_Goal_:
Lay out part of the data below as a Markdown table with the columns Row and Line. Begin at the line that contains "marks in the image above." and stop after the line that contains "426;239;498;325", placing a row number beside each line and leaving out blank lines.

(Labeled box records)
— Begin —
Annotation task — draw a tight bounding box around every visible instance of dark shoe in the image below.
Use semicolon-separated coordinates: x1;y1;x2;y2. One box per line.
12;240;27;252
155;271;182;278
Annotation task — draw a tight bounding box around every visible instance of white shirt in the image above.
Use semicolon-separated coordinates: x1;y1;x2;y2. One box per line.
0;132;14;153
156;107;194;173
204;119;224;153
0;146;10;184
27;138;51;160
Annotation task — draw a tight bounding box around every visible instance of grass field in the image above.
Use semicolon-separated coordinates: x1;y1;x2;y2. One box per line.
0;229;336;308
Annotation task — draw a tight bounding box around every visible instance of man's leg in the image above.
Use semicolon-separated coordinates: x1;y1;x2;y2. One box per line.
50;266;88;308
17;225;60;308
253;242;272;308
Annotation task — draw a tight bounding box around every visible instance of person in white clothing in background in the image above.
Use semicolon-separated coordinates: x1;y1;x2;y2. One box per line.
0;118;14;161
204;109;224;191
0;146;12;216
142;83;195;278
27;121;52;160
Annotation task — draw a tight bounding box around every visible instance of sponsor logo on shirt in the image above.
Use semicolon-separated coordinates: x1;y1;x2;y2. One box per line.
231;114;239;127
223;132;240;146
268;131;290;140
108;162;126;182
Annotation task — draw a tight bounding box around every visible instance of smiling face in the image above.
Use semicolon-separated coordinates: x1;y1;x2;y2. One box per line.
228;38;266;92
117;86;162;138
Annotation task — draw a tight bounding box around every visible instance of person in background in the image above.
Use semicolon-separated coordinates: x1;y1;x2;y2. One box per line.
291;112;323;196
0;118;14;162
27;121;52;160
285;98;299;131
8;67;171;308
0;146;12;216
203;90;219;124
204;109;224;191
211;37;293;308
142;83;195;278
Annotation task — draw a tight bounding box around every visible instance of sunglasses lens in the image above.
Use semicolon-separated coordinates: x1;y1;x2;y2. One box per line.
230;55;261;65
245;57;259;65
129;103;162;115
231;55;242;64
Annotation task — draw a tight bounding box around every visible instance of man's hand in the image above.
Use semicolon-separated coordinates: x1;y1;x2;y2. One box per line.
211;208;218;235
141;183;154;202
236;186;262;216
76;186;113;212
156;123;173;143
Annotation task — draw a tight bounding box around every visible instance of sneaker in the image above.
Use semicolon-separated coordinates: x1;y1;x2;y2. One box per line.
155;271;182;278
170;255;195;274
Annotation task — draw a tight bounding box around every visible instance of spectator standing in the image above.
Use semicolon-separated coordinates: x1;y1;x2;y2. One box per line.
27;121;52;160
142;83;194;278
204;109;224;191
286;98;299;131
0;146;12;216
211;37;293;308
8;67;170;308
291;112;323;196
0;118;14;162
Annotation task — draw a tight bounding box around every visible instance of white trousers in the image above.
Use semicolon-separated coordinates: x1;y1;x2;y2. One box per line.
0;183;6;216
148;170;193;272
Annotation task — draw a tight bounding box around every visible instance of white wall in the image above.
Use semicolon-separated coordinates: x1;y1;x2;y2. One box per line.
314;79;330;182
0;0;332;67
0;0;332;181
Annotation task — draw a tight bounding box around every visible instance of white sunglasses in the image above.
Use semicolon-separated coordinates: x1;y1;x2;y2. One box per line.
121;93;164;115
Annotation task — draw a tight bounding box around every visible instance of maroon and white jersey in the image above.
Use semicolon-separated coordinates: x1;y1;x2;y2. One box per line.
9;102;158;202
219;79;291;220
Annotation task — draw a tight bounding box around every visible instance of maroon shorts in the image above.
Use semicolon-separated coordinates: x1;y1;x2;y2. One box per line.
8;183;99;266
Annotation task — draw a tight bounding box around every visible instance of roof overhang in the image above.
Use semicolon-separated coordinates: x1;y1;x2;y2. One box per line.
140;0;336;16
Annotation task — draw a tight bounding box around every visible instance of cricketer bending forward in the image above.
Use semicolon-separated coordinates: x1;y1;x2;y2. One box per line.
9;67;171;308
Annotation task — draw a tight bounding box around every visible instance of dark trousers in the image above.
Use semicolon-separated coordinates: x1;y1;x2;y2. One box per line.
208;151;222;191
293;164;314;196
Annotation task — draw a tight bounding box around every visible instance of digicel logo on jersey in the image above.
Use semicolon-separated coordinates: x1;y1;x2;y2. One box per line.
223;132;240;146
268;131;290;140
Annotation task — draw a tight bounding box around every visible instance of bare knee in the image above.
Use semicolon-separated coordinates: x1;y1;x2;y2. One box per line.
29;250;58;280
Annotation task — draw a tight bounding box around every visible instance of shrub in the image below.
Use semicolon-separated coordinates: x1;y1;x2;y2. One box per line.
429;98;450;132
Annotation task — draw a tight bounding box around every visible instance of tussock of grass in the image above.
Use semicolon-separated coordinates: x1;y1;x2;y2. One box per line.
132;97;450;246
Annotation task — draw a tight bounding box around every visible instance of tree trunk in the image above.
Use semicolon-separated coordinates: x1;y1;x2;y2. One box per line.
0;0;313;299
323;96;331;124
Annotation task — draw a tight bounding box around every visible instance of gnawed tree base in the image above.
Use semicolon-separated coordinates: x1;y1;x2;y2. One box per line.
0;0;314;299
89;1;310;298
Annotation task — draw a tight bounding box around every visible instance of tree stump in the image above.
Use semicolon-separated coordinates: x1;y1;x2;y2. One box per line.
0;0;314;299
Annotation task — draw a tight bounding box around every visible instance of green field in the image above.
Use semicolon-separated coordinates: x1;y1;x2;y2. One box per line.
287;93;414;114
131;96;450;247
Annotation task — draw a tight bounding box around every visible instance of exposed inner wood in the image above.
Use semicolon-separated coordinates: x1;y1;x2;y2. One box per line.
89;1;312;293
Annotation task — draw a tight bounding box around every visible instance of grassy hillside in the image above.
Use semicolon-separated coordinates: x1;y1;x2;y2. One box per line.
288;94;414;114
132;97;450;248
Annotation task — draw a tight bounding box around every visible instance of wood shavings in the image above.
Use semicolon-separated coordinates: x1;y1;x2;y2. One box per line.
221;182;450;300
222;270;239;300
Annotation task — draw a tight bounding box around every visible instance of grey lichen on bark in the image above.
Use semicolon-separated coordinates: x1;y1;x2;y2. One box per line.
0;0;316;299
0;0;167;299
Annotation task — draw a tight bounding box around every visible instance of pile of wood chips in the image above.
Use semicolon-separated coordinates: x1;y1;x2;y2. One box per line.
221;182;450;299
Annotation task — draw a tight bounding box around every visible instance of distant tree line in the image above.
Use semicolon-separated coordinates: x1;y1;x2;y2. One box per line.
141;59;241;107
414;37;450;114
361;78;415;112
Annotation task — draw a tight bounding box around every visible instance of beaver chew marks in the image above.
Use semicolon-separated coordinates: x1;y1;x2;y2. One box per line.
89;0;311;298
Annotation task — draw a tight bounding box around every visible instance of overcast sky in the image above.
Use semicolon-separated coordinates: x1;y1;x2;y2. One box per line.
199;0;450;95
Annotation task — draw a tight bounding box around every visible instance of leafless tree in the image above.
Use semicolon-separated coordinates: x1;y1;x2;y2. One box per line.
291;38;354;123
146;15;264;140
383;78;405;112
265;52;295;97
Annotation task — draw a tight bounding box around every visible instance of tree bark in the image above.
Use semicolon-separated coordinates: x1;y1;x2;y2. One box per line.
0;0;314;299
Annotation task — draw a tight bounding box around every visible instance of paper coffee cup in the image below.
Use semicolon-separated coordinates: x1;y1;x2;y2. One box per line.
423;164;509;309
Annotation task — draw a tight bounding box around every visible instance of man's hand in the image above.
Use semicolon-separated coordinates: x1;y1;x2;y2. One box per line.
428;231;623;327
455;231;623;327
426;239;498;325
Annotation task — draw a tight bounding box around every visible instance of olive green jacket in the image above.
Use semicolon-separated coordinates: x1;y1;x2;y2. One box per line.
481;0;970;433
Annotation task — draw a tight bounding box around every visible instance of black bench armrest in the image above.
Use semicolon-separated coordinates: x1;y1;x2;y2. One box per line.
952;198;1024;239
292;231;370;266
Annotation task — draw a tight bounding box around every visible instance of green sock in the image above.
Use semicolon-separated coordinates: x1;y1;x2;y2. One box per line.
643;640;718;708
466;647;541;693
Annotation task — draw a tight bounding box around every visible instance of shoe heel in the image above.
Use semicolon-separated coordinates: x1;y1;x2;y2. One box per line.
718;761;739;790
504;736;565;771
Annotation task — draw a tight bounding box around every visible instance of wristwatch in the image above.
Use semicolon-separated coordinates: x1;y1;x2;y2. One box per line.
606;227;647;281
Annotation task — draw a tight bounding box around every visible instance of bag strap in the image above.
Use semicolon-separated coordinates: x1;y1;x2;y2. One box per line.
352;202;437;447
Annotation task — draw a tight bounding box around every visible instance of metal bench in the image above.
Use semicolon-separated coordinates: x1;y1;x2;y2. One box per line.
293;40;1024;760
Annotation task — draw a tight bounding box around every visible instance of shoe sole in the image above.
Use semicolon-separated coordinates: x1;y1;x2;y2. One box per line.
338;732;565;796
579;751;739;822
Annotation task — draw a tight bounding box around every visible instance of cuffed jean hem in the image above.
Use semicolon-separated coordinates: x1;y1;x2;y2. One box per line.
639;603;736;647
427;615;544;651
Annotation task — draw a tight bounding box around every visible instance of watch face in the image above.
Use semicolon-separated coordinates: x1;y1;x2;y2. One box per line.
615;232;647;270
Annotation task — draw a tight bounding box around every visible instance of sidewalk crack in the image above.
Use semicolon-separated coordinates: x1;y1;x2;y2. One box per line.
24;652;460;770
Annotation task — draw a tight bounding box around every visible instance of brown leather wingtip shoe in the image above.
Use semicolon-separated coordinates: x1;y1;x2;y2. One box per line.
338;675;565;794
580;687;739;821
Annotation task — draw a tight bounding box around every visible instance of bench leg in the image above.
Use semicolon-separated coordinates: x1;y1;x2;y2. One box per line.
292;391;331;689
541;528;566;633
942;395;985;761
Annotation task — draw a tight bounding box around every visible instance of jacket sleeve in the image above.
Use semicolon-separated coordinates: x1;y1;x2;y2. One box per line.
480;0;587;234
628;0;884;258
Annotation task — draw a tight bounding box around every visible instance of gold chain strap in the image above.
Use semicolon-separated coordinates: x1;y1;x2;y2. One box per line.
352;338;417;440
— End —
_Answer to this problem_:
| Row | Line |
|---|---|
| 1 | Annotation task — draw a tight bounding box around every visible instance of beaver chew marks in the image above. |
| 2 | Use semicolon-separated coordinates: x1;y1;x2;y2. One box per line. |
| 3 | 89;0;311;298 |
| 4 | Annotation task — draw a tight bounding box around every visible instance of overcast sky in the image above. |
| 5 | Use semicolon-separated coordinates: x1;y1;x2;y2. One box per line. |
| 6 | 199;0;450;95 |
| 7 | Annotation task — draw a tight bounding box around every visible instance of leafless tree in the image above. |
| 8 | Use semicolon-separated coordinates: x1;y1;x2;y2. One box per line. |
| 9 | 291;38;354;123 |
| 10 | 146;15;264;140 |
| 11 | 383;78;405;112 |
| 12 | 265;52;295;97 |
| 13 | Annotation task — draw a tight bounding box around every visible instance of tree bark in the image above. |
| 14 | Use semicolon-separated coordinates: x1;y1;x2;y2. One box per line. |
| 15 | 0;0;314;299 |
| 16 | Annotation task — draw a tight bounding box around every visible instance of paper coffee cup in the image below. |
| 17 | Use semicolon-separated coordinates: x1;y1;x2;y2. One box per line. |
| 18 | 423;164;509;309 |
| 19 | Annotation task — draw a tight bounding box around every visible instance of man's hand in the image above. |
| 20 | Use semicolon-separated coordinates: x1;y1;x2;y2. One box per line. |
| 21 | 428;231;623;327 |
| 22 | 455;231;623;327 |
| 23 | 426;239;498;325 |